SET TASK:
Please answer these questions about the passage on the Rhodium inquiry:
1. According to the Auditor-General's report, what two things made it difficult for the Board to commit to long-term business strategies?
2. How long ago was the inquiry commissioned?
3. In which sitting week was the committee's report brought down?
START DOCUMENT PASSAGE
One comment by the Auditor-General regarding the role of the shareholders in Rhodium gained particular focus in submissions at the committee’s hearings. In a section considering Rhodium’s strategic direction the Report reads—

this is the Auditor-General’s report—

Audit considers that the uncertainty of Rhodium’s future, and a lack of clear directions for the shareholders, made it difficult for the Board to provide and commit to appropriate long-term business strategies to guide Rhodium in achieving the best outcome for the shareholders.

The public accounts committee has taken that particular recommendation. Essentially, that recommendation is the whole and sole purpose for the public accounts committee entertaining this inquiry; it is what the entire report was about. It is a blatantly political exercise. It is interesting, isn’t it, that the inquiry was commissioned two years ago. Isn’t it interesting that the committee has taken two years to actually investigate and prepare this and brings down a report focused on this recommendation of the Auditor-General’s report in the last sitting week of the Assembly, a few weeks out from an election?
END DOCUMENT PASSAGE
START ENTRIES SUPPLIED
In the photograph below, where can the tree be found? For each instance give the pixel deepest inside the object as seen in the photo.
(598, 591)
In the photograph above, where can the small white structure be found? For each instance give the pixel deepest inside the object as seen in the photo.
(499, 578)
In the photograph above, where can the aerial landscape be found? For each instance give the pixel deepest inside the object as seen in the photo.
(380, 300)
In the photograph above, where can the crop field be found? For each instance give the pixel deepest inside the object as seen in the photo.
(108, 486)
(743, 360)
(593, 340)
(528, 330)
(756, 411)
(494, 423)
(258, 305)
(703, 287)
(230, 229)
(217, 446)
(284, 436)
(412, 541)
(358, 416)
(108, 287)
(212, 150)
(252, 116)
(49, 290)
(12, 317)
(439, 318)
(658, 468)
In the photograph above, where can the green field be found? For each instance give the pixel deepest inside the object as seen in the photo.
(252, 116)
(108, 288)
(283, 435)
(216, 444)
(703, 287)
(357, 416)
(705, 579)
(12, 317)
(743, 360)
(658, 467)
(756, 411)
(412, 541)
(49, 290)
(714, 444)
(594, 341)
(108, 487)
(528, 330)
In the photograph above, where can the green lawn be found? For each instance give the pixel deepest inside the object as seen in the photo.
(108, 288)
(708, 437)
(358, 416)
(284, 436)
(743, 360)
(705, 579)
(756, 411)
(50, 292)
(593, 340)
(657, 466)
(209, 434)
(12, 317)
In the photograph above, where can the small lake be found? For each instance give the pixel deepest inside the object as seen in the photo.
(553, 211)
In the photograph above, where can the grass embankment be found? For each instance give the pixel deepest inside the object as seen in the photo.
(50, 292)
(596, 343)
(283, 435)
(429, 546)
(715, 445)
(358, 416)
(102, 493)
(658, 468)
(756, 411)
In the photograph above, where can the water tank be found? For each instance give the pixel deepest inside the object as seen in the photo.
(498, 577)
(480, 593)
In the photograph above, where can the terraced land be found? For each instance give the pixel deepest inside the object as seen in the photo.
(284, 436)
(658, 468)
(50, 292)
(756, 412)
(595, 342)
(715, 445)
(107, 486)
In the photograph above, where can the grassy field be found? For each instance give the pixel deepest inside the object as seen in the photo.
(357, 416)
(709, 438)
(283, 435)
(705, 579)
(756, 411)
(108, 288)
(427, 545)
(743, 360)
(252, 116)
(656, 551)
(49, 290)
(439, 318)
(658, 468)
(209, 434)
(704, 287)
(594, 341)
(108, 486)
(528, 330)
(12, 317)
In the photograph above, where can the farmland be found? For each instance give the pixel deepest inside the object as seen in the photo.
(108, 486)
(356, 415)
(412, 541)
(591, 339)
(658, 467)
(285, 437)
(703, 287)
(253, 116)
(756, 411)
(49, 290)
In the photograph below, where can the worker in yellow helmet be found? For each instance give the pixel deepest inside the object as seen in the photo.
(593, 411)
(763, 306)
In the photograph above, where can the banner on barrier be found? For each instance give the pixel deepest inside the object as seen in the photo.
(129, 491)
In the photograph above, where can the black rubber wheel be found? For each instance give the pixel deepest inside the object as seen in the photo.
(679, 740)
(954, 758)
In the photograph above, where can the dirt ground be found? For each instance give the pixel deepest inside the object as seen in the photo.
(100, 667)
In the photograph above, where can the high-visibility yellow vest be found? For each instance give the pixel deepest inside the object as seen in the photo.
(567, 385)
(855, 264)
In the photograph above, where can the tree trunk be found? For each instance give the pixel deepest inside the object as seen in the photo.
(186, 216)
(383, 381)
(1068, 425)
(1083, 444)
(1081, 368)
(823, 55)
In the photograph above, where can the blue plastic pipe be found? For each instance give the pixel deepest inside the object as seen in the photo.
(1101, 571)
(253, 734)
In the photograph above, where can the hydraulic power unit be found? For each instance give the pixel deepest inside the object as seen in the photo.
END ENTRIES SUPPLIED
REPLY:
1. The uncertainty of Rhodium's future and a lack of clear directions for the shareholders.
2. Two years ago.
3. The last sitting week of the Assembly.